# CHALLENGE
Retype each of the following lines word for word, leaving the pictures out of your answer.

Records

--- Begin ---

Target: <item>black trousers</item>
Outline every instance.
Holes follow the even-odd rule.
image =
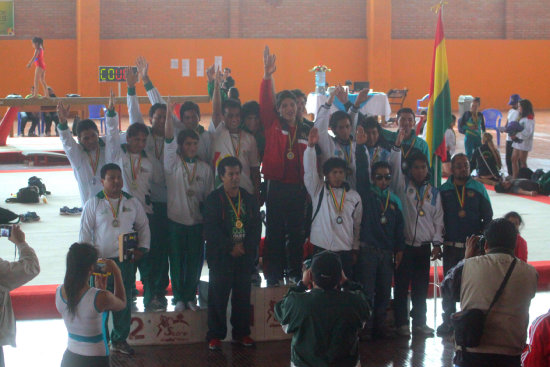
[[[27,122],[29,120],[31,121],[31,127],[29,129],[28,134],[31,134],[31,133],[36,134],[36,127],[40,122],[40,116],[34,112],[21,112],[21,134],[22,135],[25,135],[25,126],[27,126]]]
[[[426,324],[426,298],[428,297],[428,284],[430,282],[430,245],[420,247],[405,246],[401,264],[394,276],[394,303],[395,326],[400,327],[409,324],[407,315],[407,303],[409,284],[411,286],[413,326]]]
[[[465,251],[464,248],[443,246],[443,273],[445,273],[445,275],[464,259]],[[443,294],[441,305],[443,308],[443,322],[450,322],[451,315],[456,312],[456,300]]]
[[[319,252],[326,251],[326,249],[313,245],[313,255],[318,254]],[[350,251],[333,251],[340,258],[342,263],[342,270],[346,274],[346,278],[353,279],[353,255]]]
[[[285,265],[290,277],[302,276],[306,190],[302,184],[269,181],[266,201],[265,277],[276,282]]]
[[[504,354],[470,353],[457,350],[453,360],[459,367],[520,367],[521,356]]]
[[[511,140],[506,140],[506,168],[508,169],[508,175],[512,175],[512,152],[514,151],[514,148],[512,148],[512,144],[514,142]]]
[[[236,266],[237,268],[237,266]],[[231,326],[233,339],[250,335],[250,268],[235,271],[213,271],[208,281],[208,333],[206,339],[225,339],[227,302],[231,291]]]
[[[65,350],[61,367],[109,367],[109,356],[82,356]]]
[[[45,132],[51,133],[52,131],[52,122],[55,122],[54,132],[57,133],[57,125],[59,124],[59,116],[55,112],[47,112],[44,114],[44,120],[46,122]]]

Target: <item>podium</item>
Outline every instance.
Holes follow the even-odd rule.
[[[207,283],[201,282],[199,288]],[[250,337],[255,341],[290,339],[275,319],[275,304],[283,299],[288,287],[252,287],[250,295]],[[200,302],[201,303],[201,302]],[[227,337],[231,340],[231,296],[227,307]],[[181,312],[136,312],[132,314],[130,345],[191,344],[206,342],[208,310]]]

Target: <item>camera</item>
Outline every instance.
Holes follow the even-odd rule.
[[[0,226],[0,237],[11,237],[11,225],[2,224]]]
[[[94,270],[93,270],[92,273],[94,275],[105,275],[105,274],[107,274],[107,264],[102,260],[98,260],[94,264]]]

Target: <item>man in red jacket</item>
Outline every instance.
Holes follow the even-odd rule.
[[[296,96],[291,91],[280,92],[274,101],[272,75],[275,70],[275,55],[266,47],[260,87],[260,120],[266,140],[262,166],[267,181],[263,259],[268,286],[279,284],[285,265],[292,280],[301,279],[307,195],[303,156],[310,129],[297,119]]]

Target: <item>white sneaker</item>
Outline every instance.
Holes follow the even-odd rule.
[[[191,311],[197,311],[199,309],[197,301],[188,301],[187,303],[185,303],[185,306],[187,306],[187,309]]]
[[[409,325],[402,325],[395,329],[395,333],[399,336],[411,336],[411,329],[409,329]]]
[[[183,303],[182,301],[178,301],[176,303],[176,307],[174,307],[174,311],[176,312],[185,311],[185,303]]]
[[[422,334],[422,335],[433,335],[434,329],[432,329],[428,325],[424,324],[424,325],[421,325],[421,326],[414,326],[413,327],[413,333]]]

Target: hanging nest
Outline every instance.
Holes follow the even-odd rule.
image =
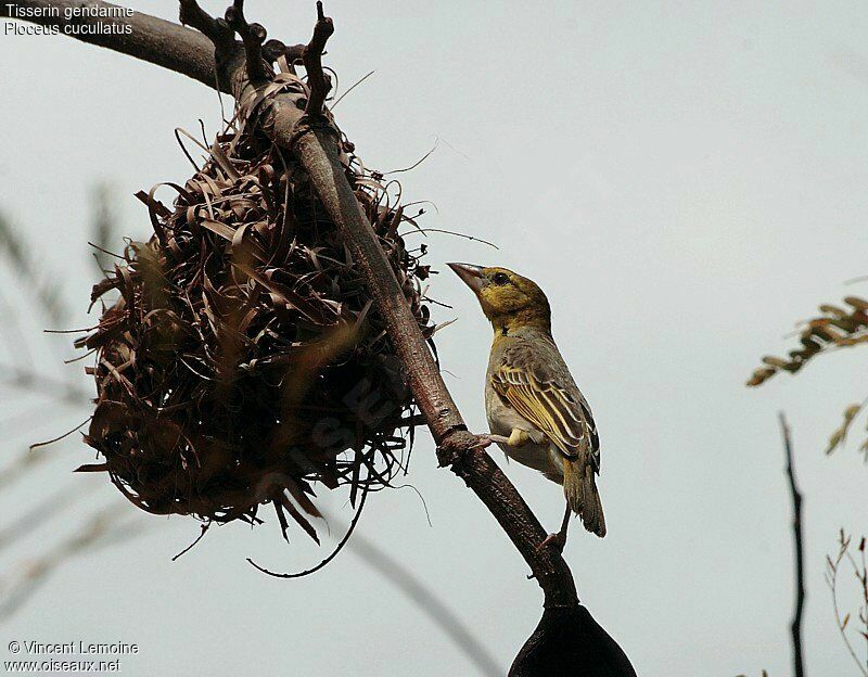
[[[354,504],[359,491],[388,486],[406,470],[418,417],[383,320],[307,176],[252,128],[237,120],[212,148],[200,144],[204,166],[182,187],[166,184],[174,208],[156,189],[138,195],[154,235],[130,242],[94,285],[93,302],[119,296],[76,342],[95,352],[85,438],[103,458],[81,470],[107,471],[142,510],[207,523],[257,522],[270,502],[284,537],[289,513],[316,539],[306,516],[319,515],[315,484],[350,485]],[[345,139],[342,153],[431,340],[429,267],[398,233],[416,222]]]

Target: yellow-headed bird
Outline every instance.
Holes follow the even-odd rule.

--- End ---

# RESULT FOR THIS EXERCISE
Target: <item>black trousers</item>
Outline every instance.
Holes follow the even-odd rule.
image =
[[[27,122],[29,120],[31,121],[31,127],[29,129],[28,134],[31,134],[31,133],[36,134],[36,127],[40,122],[40,116],[34,112],[21,112],[21,134],[22,135],[25,135],[25,126],[27,126]]]
[[[426,324],[426,298],[428,297],[428,284],[430,282],[430,245],[420,247],[405,246],[401,264],[394,276],[394,303],[395,326],[400,327],[409,324],[407,315],[407,303],[409,284],[411,286],[413,326]]]
[[[465,251],[464,248],[443,246],[443,273],[445,273],[445,275],[464,259]],[[443,294],[441,305],[443,308],[443,322],[450,322],[451,315],[456,312],[456,300]]]
[[[319,252],[326,251],[326,249],[313,245],[313,255],[318,254]],[[350,251],[333,251],[340,258],[342,263],[342,270],[346,274],[346,278],[353,279],[353,255]]]
[[[285,265],[290,277],[302,276],[306,190],[302,184],[269,181],[266,201],[265,277],[276,282]]]
[[[504,354],[470,353],[457,350],[453,360],[459,367],[520,367],[521,356]]]
[[[511,140],[506,140],[506,168],[508,169],[508,175],[512,175],[512,152],[514,151],[514,148],[512,148],[512,144],[514,142]]]
[[[236,266],[237,268],[237,266]],[[231,326],[233,339],[250,335],[250,268],[235,271],[213,271],[208,281],[208,333],[206,339],[225,339],[227,302],[231,291]]]
[[[65,350],[61,367],[109,367],[109,356],[82,356]]]
[[[45,132],[51,133],[52,131],[52,122],[55,122],[54,132],[57,133],[57,125],[59,124],[59,116],[55,112],[47,112],[44,114],[44,120],[46,122]]]

Target: <item>podium</item>
Outline every instance.
Holes follow the even-odd rule.
[[[207,283],[201,282],[199,288]],[[250,337],[255,341],[290,339],[275,319],[275,304],[283,299],[288,287],[252,287],[250,295]],[[200,302],[201,303],[201,302]],[[227,337],[231,340],[231,296],[227,307]],[[181,312],[136,312],[132,314],[130,345],[191,344],[206,342],[208,310]]]

Target: <item>camera</item>
Outline every instance.
Holes follow the even-odd rule.
[[[0,226],[0,237],[11,237],[11,225],[2,224]]]
[[[94,270],[93,270],[92,273],[94,275],[105,275],[105,274],[107,274],[107,264],[102,260],[98,260],[94,264]]]

Target: <item>man in red jacket</item>
Outline every instance.
Holes follow the even-odd rule.
[[[296,96],[291,91],[280,92],[274,101],[272,75],[275,70],[275,55],[266,47],[260,87],[260,120],[266,140],[262,166],[267,181],[263,259],[268,286],[279,284],[285,265],[292,280],[301,279],[307,195],[303,156],[310,129],[297,119]]]

Target: <item>white sneaker</item>
Outline every instance.
Holes follow the even-odd rule.
[[[191,311],[197,311],[199,309],[197,301],[188,301],[187,303],[185,303],[185,306],[187,306],[187,309]]]
[[[409,325],[402,325],[395,329],[395,333],[399,336],[411,336],[411,329],[409,329]]]
[[[183,303],[182,301],[178,301],[176,303],[176,307],[174,307],[174,311],[176,312],[185,311],[185,303]]]
[[[422,334],[422,335],[433,335],[434,329],[432,329],[428,325],[424,324],[424,325],[421,325],[421,326],[414,326],[413,327],[413,333]]]

Target: hanging nest
Outline every instance.
Holes follow the even-odd rule.
image =
[[[354,504],[359,491],[388,486],[406,470],[418,417],[383,320],[307,176],[252,128],[237,120],[212,148],[200,144],[204,166],[182,187],[166,184],[174,208],[156,189],[138,195],[154,235],[130,242],[94,285],[93,302],[119,296],[76,342],[95,352],[85,438],[103,458],[81,470],[107,471],[142,510],[207,523],[257,522],[270,502],[284,537],[289,513],[316,539],[306,516],[319,515],[315,484],[350,485]],[[345,139],[342,153],[431,340],[429,267],[398,233],[416,222]]]

Target: yellow-headed bird
Outline every instance.
Holes follow the even-odd rule.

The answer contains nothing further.